Task instructions>
What lines of the listing include the string "below"? Show them all.

Record extracts>
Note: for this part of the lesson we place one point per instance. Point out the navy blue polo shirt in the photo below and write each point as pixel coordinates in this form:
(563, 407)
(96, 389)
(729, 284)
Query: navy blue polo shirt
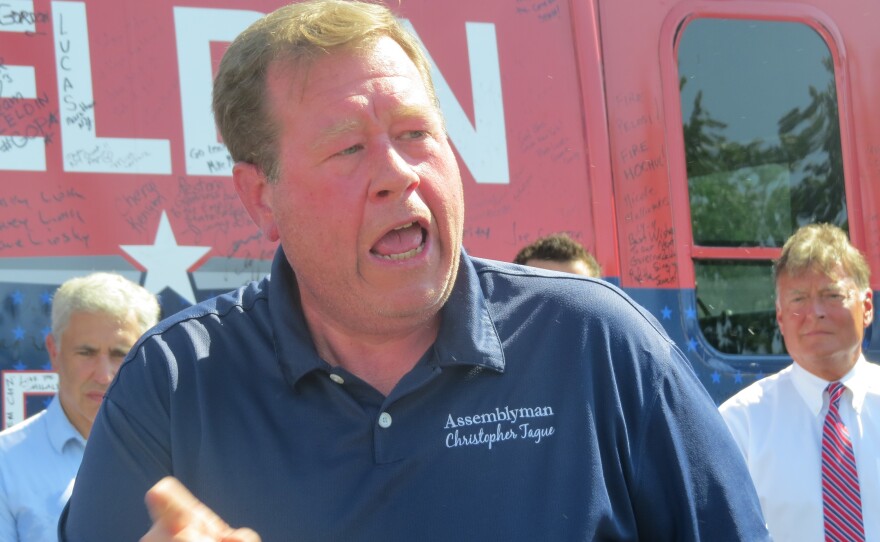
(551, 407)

...

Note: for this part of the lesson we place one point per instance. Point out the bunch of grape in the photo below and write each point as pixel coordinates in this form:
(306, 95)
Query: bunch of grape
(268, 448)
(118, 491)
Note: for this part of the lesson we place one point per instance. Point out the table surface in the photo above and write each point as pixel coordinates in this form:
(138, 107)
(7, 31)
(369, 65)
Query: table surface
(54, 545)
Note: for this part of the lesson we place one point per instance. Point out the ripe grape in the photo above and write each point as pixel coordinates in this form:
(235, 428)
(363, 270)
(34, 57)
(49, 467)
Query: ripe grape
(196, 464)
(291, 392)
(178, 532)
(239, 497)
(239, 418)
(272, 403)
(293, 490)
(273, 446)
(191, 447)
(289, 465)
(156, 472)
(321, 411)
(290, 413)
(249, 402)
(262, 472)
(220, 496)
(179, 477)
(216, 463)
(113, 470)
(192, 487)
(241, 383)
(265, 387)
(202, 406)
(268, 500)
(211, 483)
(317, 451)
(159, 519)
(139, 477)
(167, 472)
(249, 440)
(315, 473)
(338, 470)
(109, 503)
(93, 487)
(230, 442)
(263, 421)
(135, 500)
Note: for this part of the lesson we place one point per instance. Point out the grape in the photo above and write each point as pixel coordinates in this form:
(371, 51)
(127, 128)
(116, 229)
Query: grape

Completed task>
Note: for this part of the lesson we place one point per instance. Point out the navy blue polo shirt in the photo below and write each point as pixel coordinates in this form:
Note: for this part of the lesson we place one point per instance. Point out the bunch of grape in the photo below and write each point as pixel coordinates in this form:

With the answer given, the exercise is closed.